Written instruction: Make an exact copy of all the entries below, with the pictures left out.
§
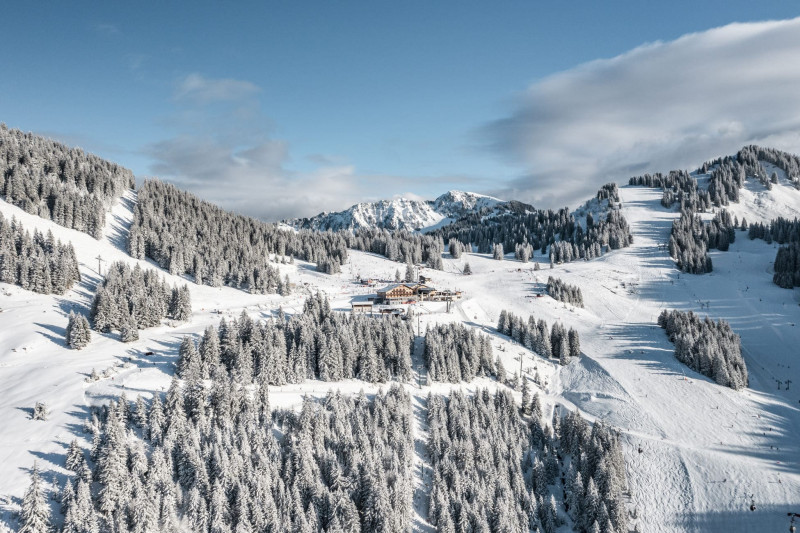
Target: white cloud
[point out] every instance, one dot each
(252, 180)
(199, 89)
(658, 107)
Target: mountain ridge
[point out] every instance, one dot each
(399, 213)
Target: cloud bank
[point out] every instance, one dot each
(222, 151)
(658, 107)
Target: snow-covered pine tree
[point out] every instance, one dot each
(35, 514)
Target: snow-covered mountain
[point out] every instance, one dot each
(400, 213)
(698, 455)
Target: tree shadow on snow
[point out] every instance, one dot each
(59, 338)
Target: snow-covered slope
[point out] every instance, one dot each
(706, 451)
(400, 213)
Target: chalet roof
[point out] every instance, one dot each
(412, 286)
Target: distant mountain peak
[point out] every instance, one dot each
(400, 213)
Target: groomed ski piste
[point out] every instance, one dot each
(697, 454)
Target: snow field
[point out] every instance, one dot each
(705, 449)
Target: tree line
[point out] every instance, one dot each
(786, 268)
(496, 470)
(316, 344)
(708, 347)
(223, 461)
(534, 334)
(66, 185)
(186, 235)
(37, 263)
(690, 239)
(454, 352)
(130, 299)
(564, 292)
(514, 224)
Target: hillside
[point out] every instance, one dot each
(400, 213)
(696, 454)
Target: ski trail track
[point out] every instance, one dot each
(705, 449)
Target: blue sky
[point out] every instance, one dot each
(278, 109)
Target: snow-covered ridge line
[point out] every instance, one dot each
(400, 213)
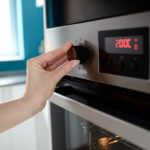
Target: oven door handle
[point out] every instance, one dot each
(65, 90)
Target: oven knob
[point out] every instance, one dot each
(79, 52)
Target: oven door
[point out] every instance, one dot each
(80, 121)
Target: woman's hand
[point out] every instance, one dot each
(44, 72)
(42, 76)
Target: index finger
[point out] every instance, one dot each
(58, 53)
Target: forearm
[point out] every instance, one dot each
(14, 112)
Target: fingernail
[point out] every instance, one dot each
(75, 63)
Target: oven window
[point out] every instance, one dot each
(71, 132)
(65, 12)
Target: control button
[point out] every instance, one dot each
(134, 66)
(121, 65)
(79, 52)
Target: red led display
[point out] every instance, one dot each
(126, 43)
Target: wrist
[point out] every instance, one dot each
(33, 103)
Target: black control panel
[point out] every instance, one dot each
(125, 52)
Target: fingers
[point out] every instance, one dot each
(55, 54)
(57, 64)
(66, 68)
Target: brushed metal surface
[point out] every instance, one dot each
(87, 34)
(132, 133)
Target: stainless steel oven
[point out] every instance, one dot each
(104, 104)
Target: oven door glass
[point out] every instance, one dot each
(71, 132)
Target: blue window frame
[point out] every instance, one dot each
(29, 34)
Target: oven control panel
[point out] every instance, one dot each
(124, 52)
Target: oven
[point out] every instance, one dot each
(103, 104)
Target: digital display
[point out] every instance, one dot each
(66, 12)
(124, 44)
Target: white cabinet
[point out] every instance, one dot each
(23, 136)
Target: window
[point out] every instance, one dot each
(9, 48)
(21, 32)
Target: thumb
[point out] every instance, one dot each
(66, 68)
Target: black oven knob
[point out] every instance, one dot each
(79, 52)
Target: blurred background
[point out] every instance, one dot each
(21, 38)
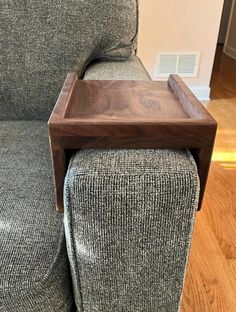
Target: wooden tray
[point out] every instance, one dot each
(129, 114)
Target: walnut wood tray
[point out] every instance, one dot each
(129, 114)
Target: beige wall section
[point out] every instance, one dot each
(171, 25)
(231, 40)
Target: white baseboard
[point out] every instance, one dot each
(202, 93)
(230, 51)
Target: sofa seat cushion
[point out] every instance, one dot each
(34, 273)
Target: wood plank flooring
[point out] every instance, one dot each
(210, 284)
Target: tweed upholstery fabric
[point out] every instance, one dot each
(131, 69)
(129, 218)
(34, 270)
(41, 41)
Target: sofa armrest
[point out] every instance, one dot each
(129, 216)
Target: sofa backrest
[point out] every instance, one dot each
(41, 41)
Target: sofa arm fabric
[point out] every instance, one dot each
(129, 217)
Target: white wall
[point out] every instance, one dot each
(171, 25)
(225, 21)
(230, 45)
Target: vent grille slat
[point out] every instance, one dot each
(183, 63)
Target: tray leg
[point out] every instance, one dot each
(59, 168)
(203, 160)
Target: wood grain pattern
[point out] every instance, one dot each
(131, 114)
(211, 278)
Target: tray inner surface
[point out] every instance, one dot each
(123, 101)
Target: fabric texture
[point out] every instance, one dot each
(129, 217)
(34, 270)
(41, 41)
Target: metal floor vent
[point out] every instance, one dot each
§
Output of the exercise:
Target: white cloud
[point out] every instance, one dot each
(252, 180)
(199, 89)
(658, 107)
Target: mountain ridge
[point out] every instance, one dot each
(399, 213)
Target: cloud bank
[point out] every instance, one dot each
(222, 151)
(658, 107)
Target: snow-covered pine tree
[point out] every instance, one dot each
(35, 514)
Target: snow-covered mountain
[point out] every instance, one dot each
(400, 213)
(698, 455)
Target: tree shadow on snow
[point out] every instance, one dot each
(59, 338)
Target: snow-covered slope
[point out] every instance, one dot each
(706, 451)
(400, 213)
Target: chalet roof
[point out] every instance, one dot each
(412, 286)
Target: distant mountain peak
[point out] every instance, one dot each
(400, 213)
Target: groomed ski piste
[point out] every instance, one dot each
(697, 454)
Target: snow field
[point out] every instance, one dot each
(705, 449)
Target: tree line
[point out] every instance, one dot each
(786, 268)
(496, 470)
(316, 344)
(708, 347)
(223, 461)
(534, 334)
(66, 185)
(186, 235)
(37, 263)
(690, 239)
(454, 352)
(130, 299)
(564, 292)
(514, 224)
Target: hillside
[point out] every instance, one dot each
(400, 213)
(696, 454)
Target: ski trail track
[point out] every instance, one dot each
(705, 449)
Target: blue sky
[point out] every instance, one dot each
(278, 109)
Target: snow-covered ridge line
[point out] every instance, one dot each
(400, 213)
Target: oven door handle
[point out] every instance, one dot each
(65, 90)
Target: oven knob
[point out] every instance, one dot each
(79, 52)
Target: oven door
[point out] every instance, one dot each
(80, 121)
Target: woman's hand
[point out] every instance, one dot each
(44, 72)
(42, 76)
Target: index finger
[point out] every instance, one dot each
(58, 53)
Target: forearm
[point out] every instance, one dot each
(14, 112)
Target: fingernail
[point out] every instance, one dot each
(75, 63)
Target: oven window
[point out] every instance, one dot each
(71, 132)
(65, 12)
Target: control button
[point out] every instance, one dot each
(134, 66)
(121, 65)
(79, 52)
Target: red led display
[point out] every instance, one dot each
(126, 43)
Target: wrist
[point out] every instance, one dot each
(33, 103)
Target: black control panel
[point out] every instance, one dot each
(125, 52)
Target: fingers
[point out] every instance, one dot each
(55, 54)
(57, 64)
(66, 68)
Target: brushed metal surface
[point out] every instance, one dot each
(87, 34)
(132, 133)
Target: stainless steel oven
[point out] every instance, one dot each
(104, 104)
Target: oven door glass
[point out] every instance, one dot each
(71, 132)
Target: blue window frame
[point out] every instance, one dot each
(29, 34)
Target: oven control panel
[point out] every instance, one dot each
(124, 52)
Target: oven
[point out] every instance, one dot each
(103, 104)
Target: digital display
[point out] every instance, one dot each
(66, 12)
(124, 44)
Target: white cabinet
[point out] every instance, one dot each
(23, 136)
Target: window
[point out] every instance, one dot each
(9, 48)
(21, 32)
Target: thumb
[point out] every instance, one dot each
(66, 68)
Target: black oven knob
[point out] every instance, one dot each
(79, 52)
Target: blurred background
[point out] every instance, one dot each
(21, 38)
Target: wooden tray
[point out] every instance, one dot each
(129, 114)
Target: walnut wood tray
[point out] every instance, one dot each
(129, 114)
Target: beige wall section
[point out] every instance, one dot each
(171, 25)
(231, 40)
Target: white baseboard
[point out] every instance, one dot each
(202, 93)
(230, 51)
Target: sofa seat cushion
[point out] every instance, one dot each
(34, 273)
Target: wood plank flooring
[point out] every instance, one dot each
(210, 284)
Target: tweed upholstery fabric
[point out] every instance, one dot each
(131, 69)
(129, 218)
(34, 270)
(41, 41)
Target: sofa armrest
[point out] every instance, one dot each
(129, 216)
Target: sofa backrest
[point out] every instance, one dot each
(41, 41)
Target: sofa arm fabric
[point out] every instance, one dot each
(129, 217)
Target: white wall
[point out] every instance, one dot each
(171, 25)
(225, 21)
(230, 45)
Target: vent grille slat
[point out] every instance, one dot each
(183, 63)
Target: tray leg
[point out] every instance, one dot each
(59, 168)
(203, 160)
Target: wood grain pattern
[point out] every instance, one dot each
(131, 114)
(211, 278)
Target: tray inner surface
[point out] every instance, one dot each
(123, 101)
Target: fabric texture
[point out] every instance, one dot each
(129, 217)
(34, 270)
(41, 41)
Target: metal floor vent
[point out] every instance, one dot each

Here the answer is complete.